For the material below, count the lines containing "form" and reply with the number alone.

_Data records_

=== Section Start ===

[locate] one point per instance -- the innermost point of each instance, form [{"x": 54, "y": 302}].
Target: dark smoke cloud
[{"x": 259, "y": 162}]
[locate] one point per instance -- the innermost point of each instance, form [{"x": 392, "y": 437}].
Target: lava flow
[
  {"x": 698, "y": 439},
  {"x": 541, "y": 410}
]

=== Section End ===
=== Section Start ===

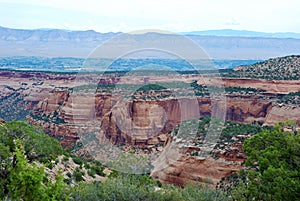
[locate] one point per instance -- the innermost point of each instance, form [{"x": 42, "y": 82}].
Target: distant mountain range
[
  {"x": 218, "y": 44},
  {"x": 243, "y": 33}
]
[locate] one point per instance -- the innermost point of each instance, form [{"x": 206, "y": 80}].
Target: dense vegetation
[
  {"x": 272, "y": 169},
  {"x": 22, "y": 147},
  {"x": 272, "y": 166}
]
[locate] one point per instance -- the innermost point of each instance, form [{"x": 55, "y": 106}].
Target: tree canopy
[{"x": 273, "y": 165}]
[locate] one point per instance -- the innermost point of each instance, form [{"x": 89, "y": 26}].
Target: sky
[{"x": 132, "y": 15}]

=== Section End ===
=== Section Start ===

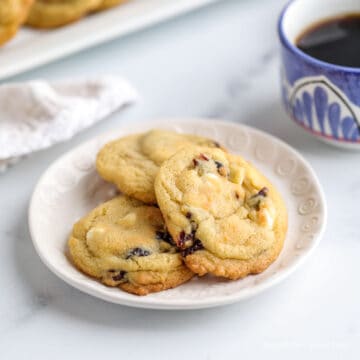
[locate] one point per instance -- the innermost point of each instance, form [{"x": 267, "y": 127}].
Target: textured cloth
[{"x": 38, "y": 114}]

=== Section End ===

_Your response_
7